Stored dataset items
■ ■ ■ ■
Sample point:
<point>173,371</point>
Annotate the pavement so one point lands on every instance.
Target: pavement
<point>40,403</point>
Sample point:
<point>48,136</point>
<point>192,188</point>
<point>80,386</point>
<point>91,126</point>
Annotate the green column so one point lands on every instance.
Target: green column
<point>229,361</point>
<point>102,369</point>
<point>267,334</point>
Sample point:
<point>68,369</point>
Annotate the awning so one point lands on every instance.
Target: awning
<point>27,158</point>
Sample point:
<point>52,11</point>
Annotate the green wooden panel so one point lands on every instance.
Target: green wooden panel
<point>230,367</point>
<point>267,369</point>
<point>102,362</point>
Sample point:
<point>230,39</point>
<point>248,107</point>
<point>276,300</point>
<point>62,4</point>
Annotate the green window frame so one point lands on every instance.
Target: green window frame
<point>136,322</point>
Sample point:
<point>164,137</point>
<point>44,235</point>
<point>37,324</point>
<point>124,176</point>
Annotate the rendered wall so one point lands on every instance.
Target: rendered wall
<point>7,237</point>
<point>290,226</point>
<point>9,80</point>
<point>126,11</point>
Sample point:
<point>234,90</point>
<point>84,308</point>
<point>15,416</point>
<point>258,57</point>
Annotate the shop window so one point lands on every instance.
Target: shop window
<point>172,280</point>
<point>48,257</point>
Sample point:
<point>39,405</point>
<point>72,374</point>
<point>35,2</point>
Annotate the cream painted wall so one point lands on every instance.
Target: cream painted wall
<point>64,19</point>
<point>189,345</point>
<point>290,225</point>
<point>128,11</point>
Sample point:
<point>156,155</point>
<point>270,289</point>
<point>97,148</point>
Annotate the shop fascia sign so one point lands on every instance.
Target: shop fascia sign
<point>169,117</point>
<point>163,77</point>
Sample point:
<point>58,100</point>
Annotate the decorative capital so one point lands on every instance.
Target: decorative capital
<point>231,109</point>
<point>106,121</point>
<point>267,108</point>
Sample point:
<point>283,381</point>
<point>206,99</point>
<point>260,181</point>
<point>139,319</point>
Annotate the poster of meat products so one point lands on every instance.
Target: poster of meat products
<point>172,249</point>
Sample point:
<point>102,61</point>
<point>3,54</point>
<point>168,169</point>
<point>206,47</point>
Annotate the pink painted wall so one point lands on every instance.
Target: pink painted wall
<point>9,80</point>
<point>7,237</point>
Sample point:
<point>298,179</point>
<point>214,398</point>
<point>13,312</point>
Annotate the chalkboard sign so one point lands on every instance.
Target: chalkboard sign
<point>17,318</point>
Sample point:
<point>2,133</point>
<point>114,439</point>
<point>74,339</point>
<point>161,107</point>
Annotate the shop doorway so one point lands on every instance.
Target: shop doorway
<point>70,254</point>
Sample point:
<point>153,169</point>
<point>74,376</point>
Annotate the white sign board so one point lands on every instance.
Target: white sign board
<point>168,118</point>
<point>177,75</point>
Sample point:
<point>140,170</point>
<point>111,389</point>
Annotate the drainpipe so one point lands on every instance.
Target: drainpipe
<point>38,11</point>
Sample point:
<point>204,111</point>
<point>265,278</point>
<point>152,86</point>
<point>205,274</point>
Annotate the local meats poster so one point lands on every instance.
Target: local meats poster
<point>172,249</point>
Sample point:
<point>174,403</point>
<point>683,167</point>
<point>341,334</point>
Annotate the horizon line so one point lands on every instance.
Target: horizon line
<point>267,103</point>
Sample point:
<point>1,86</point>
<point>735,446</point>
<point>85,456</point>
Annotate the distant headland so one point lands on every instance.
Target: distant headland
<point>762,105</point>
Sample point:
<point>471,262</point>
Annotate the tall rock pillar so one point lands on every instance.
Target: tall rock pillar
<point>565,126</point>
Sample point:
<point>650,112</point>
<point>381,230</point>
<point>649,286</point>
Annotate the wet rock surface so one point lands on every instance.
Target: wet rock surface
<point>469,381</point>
■ ■ ■ ■
STATED GOAL: Return every one of the stored dataset items above, with each line reproduced without any change.

SOLUTION FOR THIS PROBLEM:
Sample point:
<point>173,371</point>
Annotate the pavement so one point lands on every instance.
Target: pavement
<point>40,403</point>
Sample point:
<point>48,136</point>
<point>192,188</point>
<point>80,386</point>
<point>91,126</point>
Annotate the green column so one point lands on every instance.
Target: green column
<point>229,361</point>
<point>102,369</point>
<point>267,334</point>
Sample point:
<point>68,369</point>
Annotate the awning so one point lands on every instance.
Target: awning
<point>27,158</point>
Sample point:
<point>52,11</point>
Annotate the green wooden panel so one point lands on every instance.
Target: green wooden panel
<point>230,367</point>
<point>267,369</point>
<point>102,362</point>
Sample point:
<point>230,39</point>
<point>248,107</point>
<point>276,300</point>
<point>62,4</point>
Annotate the green window frame so one point lands on every instance.
Target: green window frame
<point>136,322</point>
Sample point:
<point>164,137</point>
<point>44,235</point>
<point>37,324</point>
<point>124,176</point>
Annotate the rendered wall so one point lands on every instance.
Target: rendered wall
<point>7,237</point>
<point>290,226</point>
<point>9,80</point>
<point>126,11</point>
Sample point:
<point>234,90</point>
<point>84,308</point>
<point>15,416</point>
<point>258,57</point>
Annotate the shop window so one point lands on every instance.
Target: shop window
<point>172,280</point>
<point>48,257</point>
Sample point:
<point>39,405</point>
<point>72,374</point>
<point>35,2</point>
Annotate the cream painted wall so one point lands on every instance.
Target: cream painted wall
<point>64,19</point>
<point>189,345</point>
<point>290,225</point>
<point>128,11</point>
Sample point:
<point>156,155</point>
<point>270,289</point>
<point>97,148</point>
Annotate the shop fascia sign so one point lands on every instance.
Target: shop fascia sign
<point>169,117</point>
<point>163,77</point>
Sample point:
<point>58,100</point>
Annotate the decorative capital so one point lands on every instance.
Target: decorative capital
<point>231,109</point>
<point>106,121</point>
<point>267,108</point>
Sample point:
<point>283,381</point>
<point>206,99</point>
<point>260,181</point>
<point>139,319</point>
Annotate the poster of meat products so one point lands on every instance.
Target: poster of meat products
<point>172,249</point>
Sample point:
<point>102,61</point>
<point>3,54</point>
<point>168,169</point>
<point>206,47</point>
Annotate the pink painted wall so one point lands on every instance.
Target: pink painted wall
<point>9,80</point>
<point>7,237</point>
Sample point:
<point>298,179</point>
<point>214,398</point>
<point>13,312</point>
Annotate the chalkboard sign so one point lands on every instance.
Target: chalkboard sign
<point>17,318</point>
Sample point:
<point>2,133</point>
<point>114,439</point>
<point>74,339</point>
<point>161,107</point>
Annotate the shop doorway so one point lands on every instance.
Target: shop doorway
<point>70,254</point>
Sample point:
<point>153,169</point>
<point>74,376</point>
Annotate the white sign board so one point lands on every instance.
Target: white sign board
<point>168,118</point>
<point>177,75</point>
Sample point:
<point>140,170</point>
<point>111,389</point>
Annotate the drainpipe so one point lands on every instance.
Target: drainpipe
<point>38,11</point>
Sample point:
<point>204,111</point>
<point>265,278</point>
<point>152,86</point>
<point>205,274</point>
Annotate the local meats poster so one point lands on every instance.
Target: local meats poster
<point>172,249</point>
Sample point:
<point>174,403</point>
<point>683,167</point>
<point>341,334</point>
Annotate the horizon line so one point lands on every instance.
Target: horizon line
<point>267,103</point>
Sample point:
<point>1,86</point>
<point>735,446</point>
<point>85,456</point>
Annotate the distant headland so one point lands on every instance.
Target: distant headland
<point>762,105</point>
Sample point:
<point>471,262</point>
Annotate the tall rock pillar so one point lands on every instance.
Target: tall rock pillar
<point>565,126</point>
Sample point:
<point>650,112</point>
<point>381,230</point>
<point>649,286</point>
Annotate the wet rock surface so one point lands on every instance.
Target: wet rock surface
<point>469,381</point>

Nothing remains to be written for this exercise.